Exercise task:
Reproduce word for word the part of the task force passage below, starting at "On October 3, 2016, the" and ending at "shelter for all.".
++++ Selected excerpt
On October 3, 2016, the Task Force on Unsanctioned Encampments issued its report. The sixteen members and leaders offered the following 17 Principles. I am grateful to all who were involved, including co-chairs Sally Clark and David Moseley, and the facilitator Kjris Lund. The names of the sixteen participants are listed below.
- When it is necessary to require people to move, there must be adequate and personalized outreach.
- When it is necessary to disband an encampment, all occupants will be offered a safe and appropriate shelter option.
- Low-barrier (person-centered), housing-focused shelter must be expanded, as well as permanent housing options (buildings and rent assistance), to meet the threshold of offering “safe and appropriate” housing or shelter for all.
- Homelessness is a crisis in Seattle that demands urgent action by the public, private, and non-profit sectors. The City’s approach to unsheltered homeless people should do no further harm.
- Action must be taken to enhance and reform the effectiveness of our current human services system to achieve better outcomes and a significant reduction in the number of people sleeping outside. The City needs a transition plan for this systemic transformation with timelines and measurements.
++++++++
++++ Supplied records
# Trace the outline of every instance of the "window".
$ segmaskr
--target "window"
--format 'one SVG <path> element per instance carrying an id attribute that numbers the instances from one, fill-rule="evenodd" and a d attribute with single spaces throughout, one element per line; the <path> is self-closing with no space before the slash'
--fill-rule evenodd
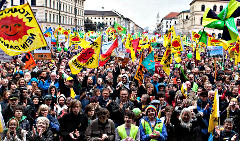
<path id="1" fill-rule="evenodd" d="M 36 0 L 31 0 L 31 5 L 36 6 Z"/>
<path id="2" fill-rule="evenodd" d="M 49 22 L 51 22 L 52 14 L 49 14 Z"/>
<path id="3" fill-rule="evenodd" d="M 218 39 L 222 38 L 222 34 L 218 33 Z"/>
<path id="4" fill-rule="evenodd" d="M 223 6 L 221 5 L 221 6 L 220 6 L 220 12 L 221 12 L 222 10 L 223 10 Z"/>
<path id="5" fill-rule="evenodd" d="M 53 9 L 55 9 L 55 1 L 53 1 Z"/>
<path id="6" fill-rule="evenodd" d="M 215 33 L 212 33 L 212 36 L 215 37 Z"/>
<path id="7" fill-rule="evenodd" d="M 24 2 L 24 0 L 20 0 L 20 5 L 22 5 L 22 4 L 24 4 L 25 2 Z"/>
<path id="8" fill-rule="evenodd" d="M 217 6 L 216 5 L 213 6 L 213 11 L 215 11 L 215 12 L 217 11 Z"/>
<path id="9" fill-rule="evenodd" d="M 202 5 L 201 11 L 205 11 L 205 5 Z"/>
<path id="10" fill-rule="evenodd" d="M 240 26 L 240 19 L 237 19 L 237 26 Z"/>
<path id="11" fill-rule="evenodd" d="M 47 13 L 45 13 L 45 21 L 47 22 Z"/>

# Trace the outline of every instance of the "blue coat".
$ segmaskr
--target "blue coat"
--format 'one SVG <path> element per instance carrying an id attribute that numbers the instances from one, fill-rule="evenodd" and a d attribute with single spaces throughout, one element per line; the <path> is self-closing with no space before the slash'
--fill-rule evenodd
<path id="1" fill-rule="evenodd" d="M 144 119 L 145 121 L 147 121 L 149 123 L 149 125 L 151 125 L 150 120 L 148 119 L 147 116 L 143 117 L 142 119 Z M 145 134 L 145 130 L 144 130 L 143 125 L 141 123 L 142 119 L 140 119 L 140 122 L 139 122 L 139 129 L 140 129 L 141 140 L 142 141 L 150 141 L 151 140 L 150 136 Z M 156 123 L 155 124 L 161 123 L 161 122 L 162 121 L 159 118 L 156 118 Z M 151 129 L 153 131 L 154 127 L 151 126 Z M 165 124 L 163 124 L 162 132 L 160 134 L 160 137 L 157 140 L 158 141 L 165 141 L 165 140 L 167 140 L 167 136 L 168 136 L 167 135 L 167 128 L 166 128 Z"/>

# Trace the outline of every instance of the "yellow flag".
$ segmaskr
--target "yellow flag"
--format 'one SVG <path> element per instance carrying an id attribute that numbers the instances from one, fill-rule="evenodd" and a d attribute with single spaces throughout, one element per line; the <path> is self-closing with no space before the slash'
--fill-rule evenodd
<path id="1" fill-rule="evenodd" d="M 199 38 L 200 38 L 200 35 L 192 31 L 192 40 L 197 43 L 199 41 Z"/>
<path id="2" fill-rule="evenodd" d="M 58 25 L 58 27 L 54 31 L 54 35 L 57 38 L 58 35 L 63 34 L 64 28 L 61 25 Z"/>
<path id="3" fill-rule="evenodd" d="M 168 46 L 169 42 L 171 43 L 172 38 L 174 39 L 176 37 L 176 32 L 174 29 L 174 26 L 172 26 L 167 34 L 164 34 L 164 41 L 163 41 L 163 46 L 166 47 Z"/>
<path id="4" fill-rule="evenodd" d="M 80 47 L 86 49 L 87 47 L 89 47 L 90 42 L 86 41 L 85 38 L 82 39 L 81 43 L 79 44 Z"/>
<path id="5" fill-rule="evenodd" d="M 14 6 L 0 11 L 0 48 L 14 56 L 47 43 L 29 4 Z"/>
<path id="6" fill-rule="evenodd" d="M 70 97 L 75 98 L 76 93 L 74 92 L 73 88 L 70 88 Z"/>
<path id="7" fill-rule="evenodd" d="M 197 45 L 197 47 L 196 47 L 196 59 L 197 59 L 197 60 L 201 60 L 201 56 L 200 56 L 200 53 L 199 53 L 199 47 L 198 47 L 198 45 Z"/>
<path id="8" fill-rule="evenodd" d="M 142 53 L 141 58 L 139 60 L 138 69 L 137 69 L 136 74 L 134 76 L 134 78 L 136 80 L 138 80 L 139 85 L 142 85 L 143 76 L 144 76 L 143 75 L 143 68 L 144 68 L 144 66 L 142 65 L 142 61 L 143 61 L 143 53 Z"/>
<path id="9" fill-rule="evenodd" d="M 187 86 L 185 83 L 182 84 L 181 86 L 181 92 L 185 98 L 187 98 Z"/>
<path id="10" fill-rule="evenodd" d="M 208 132 L 213 133 L 214 128 L 218 125 L 219 118 L 219 96 L 218 91 L 215 90 L 215 96 L 213 100 L 213 106 L 209 118 Z"/>
<path id="11" fill-rule="evenodd" d="M 166 47 L 166 51 L 164 52 L 163 58 L 160 62 L 163 65 L 163 70 L 167 75 L 170 75 L 170 64 L 172 63 L 172 49 L 171 49 L 171 42 L 168 42 Z"/>
<path id="12" fill-rule="evenodd" d="M 172 46 L 173 53 L 183 51 L 180 35 L 178 35 L 172 40 L 171 46 Z"/>
<path id="13" fill-rule="evenodd" d="M 101 49 L 101 36 L 99 36 L 90 46 L 81 53 L 74 56 L 69 62 L 72 74 L 78 74 L 83 67 L 97 68 Z"/>
<path id="14" fill-rule="evenodd" d="M 131 51 L 131 58 L 132 58 L 132 62 L 134 62 L 136 60 L 136 55 L 135 55 L 135 51 L 132 47 L 132 37 L 130 34 L 128 34 L 127 40 L 126 40 L 126 44 L 125 44 L 125 48 L 129 49 Z"/>

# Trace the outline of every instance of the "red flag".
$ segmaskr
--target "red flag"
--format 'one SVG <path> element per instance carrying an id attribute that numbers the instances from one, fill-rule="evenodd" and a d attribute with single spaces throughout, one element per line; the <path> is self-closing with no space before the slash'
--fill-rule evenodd
<path id="1" fill-rule="evenodd" d="M 137 50 L 138 50 L 138 45 L 139 45 L 139 38 L 135 39 L 135 40 L 132 40 L 132 47 L 134 48 L 134 51 L 135 53 L 137 53 Z"/>
<path id="2" fill-rule="evenodd" d="M 31 70 L 37 65 L 30 52 L 26 53 L 26 55 L 22 58 L 22 62 L 25 63 L 24 67 L 28 70 Z"/>
<path id="3" fill-rule="evenodd" d="M 105 54 L 101 54 L 100 60 L 99 60 L 99 66 L 104 66 L 107 63 L 107 61 L 111 57 L 111 54 L 112 54 L 113 50 L 117 47 L 118 47 L 118 39 L 116 39 L 114 41 L 112 46 L 107 50 L 107 52 Z"/>

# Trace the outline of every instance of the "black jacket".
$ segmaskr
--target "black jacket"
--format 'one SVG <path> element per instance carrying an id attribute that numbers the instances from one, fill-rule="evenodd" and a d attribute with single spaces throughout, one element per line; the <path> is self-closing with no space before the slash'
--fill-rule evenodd
<path id="1" fill-rule="evenodd" d="M 6 107 L 6 109 L 2 112 L 4 122 L 7 123 L 10 118 L 14 116 L 13 109 L 11 109 L 10 105 Z"/>
<path id="2" fill-rule="evenodd" d="M 73 132 L 76 129 L 80 133 L 79 140 L 85 138 L 85 131 L 88 126 L 88 119 L 85 115 L 74 115 L 73 113 L 69 113 L 60 118 L 59 123 L 60 135 L 63 137 L 64 140 L 71 141 L 72 139 L 69 136 L 69 133 Z"/>
<path id="3" fill-rule="evenodd" d="M 33 135 L 33 132 L 28 132 L 28 135 L 27 135 L 27 140 L 28 141 L 53 141 L 53 133 L 51 130 L 46 130 L 43 134 L 42 134 L 42 137 L 40 137 L 38 135 L 38 133 L 36 133 L 37 135 L 35 135 L 34 137 L 32 136 Z"/>
<path id="4" fill-rule="evenodd" d="M 231 141 L 231 138 L 234 136 L 234 135 L 237 135 L 237 139 L 236 141 L 239 140 L 239 135 L 238 133 L 236 133 L 235 131 L 230 131 L 230 132 L 226 132 L 226 131 L 221 131 L 220 132 L 220 136 L 218 138 L 216 138 L 216 133 L 214 133 L 214 137 L 213 137 L 213 140 L 214 141 Z"/>

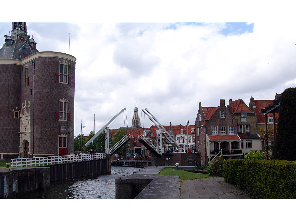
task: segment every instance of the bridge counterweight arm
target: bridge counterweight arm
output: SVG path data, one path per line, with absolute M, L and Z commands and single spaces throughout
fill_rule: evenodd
++++++++
Full output:
On October 3, 2016, the Task Force on Unsanctioned Encampments issued its report. The sixteen members and leaders offered the following 17 Principles. I am grateful to all who were involved, including co-chairs Sally Clark and David Moseley, and the facilitator Kjris Lund. The names of the sixteen participants are listed below.
- When it is necessary to require people to move, there must be adequate and personalized outreach.
- When it is necessary to disband an encampment, all occupants will be offered a safe and appropriate shelter option.
- Low-barrier (person-centered), housing-focused shelter must be expanded, as well as permanent housing options (buildings and rent assistance), to meet the threshold of offering “safe and appropriate” housing or shelter for all.